> Task goal: Copy all the data exactly, except the pictures.

####################

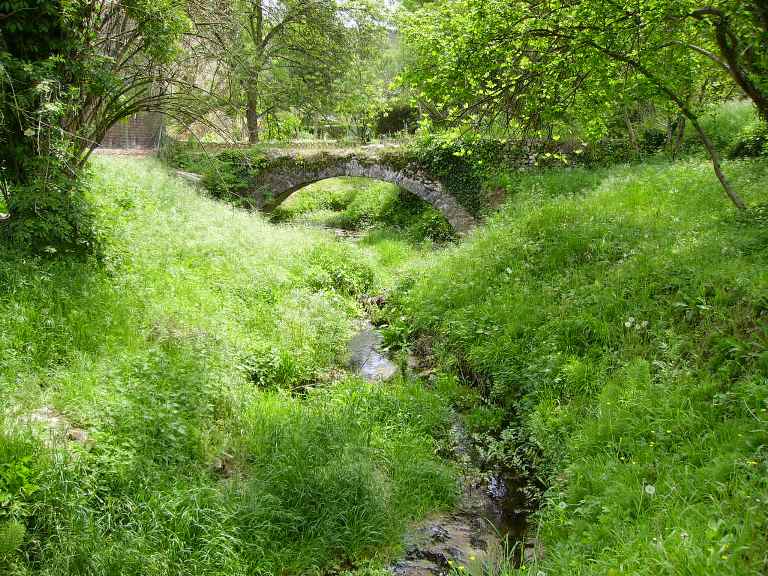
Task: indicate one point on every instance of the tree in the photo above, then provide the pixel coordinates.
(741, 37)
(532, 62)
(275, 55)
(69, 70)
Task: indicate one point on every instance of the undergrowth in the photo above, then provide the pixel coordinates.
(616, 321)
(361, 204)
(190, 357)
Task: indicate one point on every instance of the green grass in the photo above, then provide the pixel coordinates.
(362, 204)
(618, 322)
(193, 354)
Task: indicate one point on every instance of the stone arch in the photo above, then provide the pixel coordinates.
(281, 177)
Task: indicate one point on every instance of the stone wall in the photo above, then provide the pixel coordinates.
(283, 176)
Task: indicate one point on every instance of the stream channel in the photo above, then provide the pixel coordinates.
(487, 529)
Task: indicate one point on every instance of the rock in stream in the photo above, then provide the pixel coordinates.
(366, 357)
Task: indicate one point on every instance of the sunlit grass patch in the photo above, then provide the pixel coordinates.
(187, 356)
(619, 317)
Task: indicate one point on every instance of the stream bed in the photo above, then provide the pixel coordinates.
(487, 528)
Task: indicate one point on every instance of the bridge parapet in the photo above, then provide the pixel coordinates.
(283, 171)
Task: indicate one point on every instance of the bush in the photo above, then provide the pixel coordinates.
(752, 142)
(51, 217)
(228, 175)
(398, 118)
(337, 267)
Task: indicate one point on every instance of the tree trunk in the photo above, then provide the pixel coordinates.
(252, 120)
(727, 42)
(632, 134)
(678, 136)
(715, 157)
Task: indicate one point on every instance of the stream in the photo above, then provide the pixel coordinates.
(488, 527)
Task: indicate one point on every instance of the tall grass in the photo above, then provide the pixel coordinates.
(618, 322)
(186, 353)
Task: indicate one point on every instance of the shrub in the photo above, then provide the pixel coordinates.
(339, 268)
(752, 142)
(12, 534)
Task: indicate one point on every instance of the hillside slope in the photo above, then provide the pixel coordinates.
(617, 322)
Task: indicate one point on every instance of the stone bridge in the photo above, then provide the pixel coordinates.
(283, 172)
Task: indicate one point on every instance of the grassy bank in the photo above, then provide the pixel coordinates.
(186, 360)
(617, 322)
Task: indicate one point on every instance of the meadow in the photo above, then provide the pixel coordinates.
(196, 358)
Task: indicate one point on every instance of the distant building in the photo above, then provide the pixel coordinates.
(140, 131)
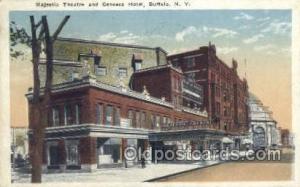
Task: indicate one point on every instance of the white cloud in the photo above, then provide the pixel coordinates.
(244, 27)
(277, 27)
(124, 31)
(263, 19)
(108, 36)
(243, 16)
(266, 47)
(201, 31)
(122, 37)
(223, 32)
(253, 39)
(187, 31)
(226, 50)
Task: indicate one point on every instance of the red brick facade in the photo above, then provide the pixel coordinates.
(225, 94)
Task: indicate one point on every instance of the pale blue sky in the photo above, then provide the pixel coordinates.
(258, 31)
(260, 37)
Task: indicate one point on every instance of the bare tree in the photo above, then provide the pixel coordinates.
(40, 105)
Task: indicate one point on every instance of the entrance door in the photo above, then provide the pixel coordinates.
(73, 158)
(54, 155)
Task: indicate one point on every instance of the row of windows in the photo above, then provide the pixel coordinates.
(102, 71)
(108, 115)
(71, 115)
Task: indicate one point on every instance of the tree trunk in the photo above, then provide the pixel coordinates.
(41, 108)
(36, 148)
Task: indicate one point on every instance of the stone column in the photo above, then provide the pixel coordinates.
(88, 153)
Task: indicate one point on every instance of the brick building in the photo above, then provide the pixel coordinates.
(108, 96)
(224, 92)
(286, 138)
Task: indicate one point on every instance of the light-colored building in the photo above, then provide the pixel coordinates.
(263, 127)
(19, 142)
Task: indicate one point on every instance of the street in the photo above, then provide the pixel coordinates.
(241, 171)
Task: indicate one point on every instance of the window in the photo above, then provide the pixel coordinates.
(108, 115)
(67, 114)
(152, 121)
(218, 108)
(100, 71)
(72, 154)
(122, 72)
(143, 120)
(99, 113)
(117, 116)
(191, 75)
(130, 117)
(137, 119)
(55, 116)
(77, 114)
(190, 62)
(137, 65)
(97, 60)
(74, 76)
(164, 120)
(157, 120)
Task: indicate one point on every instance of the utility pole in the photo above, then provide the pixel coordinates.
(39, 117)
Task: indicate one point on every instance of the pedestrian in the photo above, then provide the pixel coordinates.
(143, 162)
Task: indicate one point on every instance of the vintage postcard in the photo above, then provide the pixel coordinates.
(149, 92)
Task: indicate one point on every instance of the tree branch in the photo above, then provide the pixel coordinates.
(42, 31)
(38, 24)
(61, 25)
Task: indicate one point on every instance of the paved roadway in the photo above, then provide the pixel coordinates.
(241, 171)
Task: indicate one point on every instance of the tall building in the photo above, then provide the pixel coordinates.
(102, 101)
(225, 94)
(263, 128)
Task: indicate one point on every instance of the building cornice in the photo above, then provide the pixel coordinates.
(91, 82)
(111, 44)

####################

> The completed task:
Task: indicate one point on every instance of the tree in the photo above, then provide the pixel coordinates.
(741, 37)
(532, 62)
(275, 55)
(69, 70)
Task: indicate one point on every instance of the undergrowth in the photo above, then provide the pixel coordinates.
(616, 321)
(361, 204)
(190, 357)
Task: indicate one point on every instance of the green grass in the photo above, then provide the pixel coordinates.
(362, 204)
(618, 322)
(193, 354)
Task: indicate one point on every instance of the stone arch in the photo above, then provide the pixel coordinates.
(281, 177)
Task: indicate one point on every instance of the stone wall in the photo above, then provide the pixel coordinates.
(283, 176)
Task: indicate one point on every instance of the stream channel in the photo above, then provide the pixel coordinates.
(487, 529)
Task: indicate one point on every instance of the rock in stream in the photo above, then provide the pixel coordinates.
(366, 357)
Task: indicate one point on every instance of the sunlit grass patch in the photo above, then provide the pixel coordinates.
(187, 356)
(619, 317)
Task: indicate one point on every instance of the stream bed in the photo above, then provide the pixel coordinates.
(487, 528)
Task: indicate one point on every instance of the bridge parapet in the photo above, then provide the pixel coordinates.
(283, 171)
Task: indicate one point on every instance of the bush in the photo above, then provide the pixel coordinates.
(752, 142)
(51, 217)
(228, 175)
(398, 118)
(337, 267)
Task: indicate one point on every instance of the tree trunk in the photo above, then provide the pixel coordinates.
(252, 120)
(727, 42)
(632, 134)
(678, 136)
(715, 157)
Task: indicate one point on every instance of the stream in the photo above, then provide the pixel coordinates.
(488, 527)
Task: indicate one point on every instance of the tall grass in the photo above, then provide the pixel coordinates.
(618, 322)
(186, 353)
Task: indicate one point on every instance of the shrub in the photo above, then provide the pixel coordinates.
(339, 268)
(752, 142)
(12, 534)
Task: indicate one point on every instance of the hillside slope in the photo above, then provide the pixel coordinates.
(617, 322)
Task: indicate one point on every instance of the stone bridge in the photo above, then provide the pixel coordinates.
(283, 172)
Task: indicate one point on every instance of the grassy bank in the photo above, then provide the pixel coordinates.
(186, 360)
(617, 322)
Task: indicate one point on every instance of the meadow in the photo above, then provide the pixel coordinates.
(196, 358)
Task: indicate one point on every instance of the distant building in the photo above, then provide the pixel coordinates.
(140, 131)
Task: indicate one point on every instance of the white cloud in the photo above, then provide the pixel coordinates.
(244, 27)
(277, 27)
(124, 31)
(263, 19)
(108, 36)
(243, 16)
(266, 47)
(201, 31)
(122, 37)
(223, 32)
(253, 39)
(187, 31)
(226, 50)
Task: indicate one point on every instance of the red brick facade in the photo above, then provide the pixel coordinates.
(225, 94)
Task: indicate one point on every instance of the pale blue sky in the photo above, then provide the pixel coordinates.
(258, 31)
(260, 37)
Task: indicate one point on every instance of the bare tree in the photo above, then provide the pixel coordinates.
(40, 105)
Task: indicate one point on every instance of the entrance door in the photo above, then provide the pixel coordinates.
(73, 158)
(54, 155)
Task: indicate one point on every instance of the row of windows in the photo above, then provide the pixel coordinates.
(102, 71)
(108, 115)
(71, 115)
Task: indicate one point on every instance of the tree trunk in the photo above, then provide the pixel coordinates.
(41, 108)
(36, 148)
Task: indicate one point on every instance of the stone column in the photo above, then provide the pixel coordinates.
(88, 153)
Task: indicate one point on every instance of the brick building in the photo above, then provide the pixel coordinates.
(108, 96)
(224, 92)
(286, 138)
Task: indicate one point on every instance of the light-colored building in the photo above, then provide the pixel coordinates.
(263, 127)
(19, 142)
Task: indicate one point on every instance of the street in the photo above, then provide the pixel coordinates.
(241, 171)
Task: indicate one point on every instance of the window in the photo above, then provide the pixel coordinates.
(108, 115)
(67, 114)
(152, 121)
(218, 108)
(100, 71)
(72, 154)
(122, 72)
(143, 120)
(99, 113)
(117, 116)
(191, 75)
(130, 117)
(137, 119)
(55, 116)
(77, 114)
(190, 62)
(137, 65)
(97, 60)
(74, 76)
(164, 120)
(157, 120)
Task: indicate one point on every instance of the utility pole in the photo above, then provide the pixel coordinates.
(39, 117)
Task: indicate one point on every instance of the pedestrian in the photo above, then provide the pixel coordinates.
(143, 162)
Task: indicate one point on every instance of the vintage postcard in the photo above, then provide the pixel coordinates.
(149, 92)
Task: indicate one point on every instance of the tree branch in the photo above, then provide the pixel coordinates.
(42, 31)
(38, 24)
(61, 25)
Task: indicate one point on every instance of the paved roadway in the photo above, then provide the pixel coordinates.
(241, 171)
Task: indicate one point on every instance of the tall building in the photo above, then provide the pixel coordinates.
(102, 101)
(225, 94)
(263, 128)
Task: indicate one point on every instance of the building cornice in the photo above, then provide the pixel coordinates.
(91, 82)
(111, 44)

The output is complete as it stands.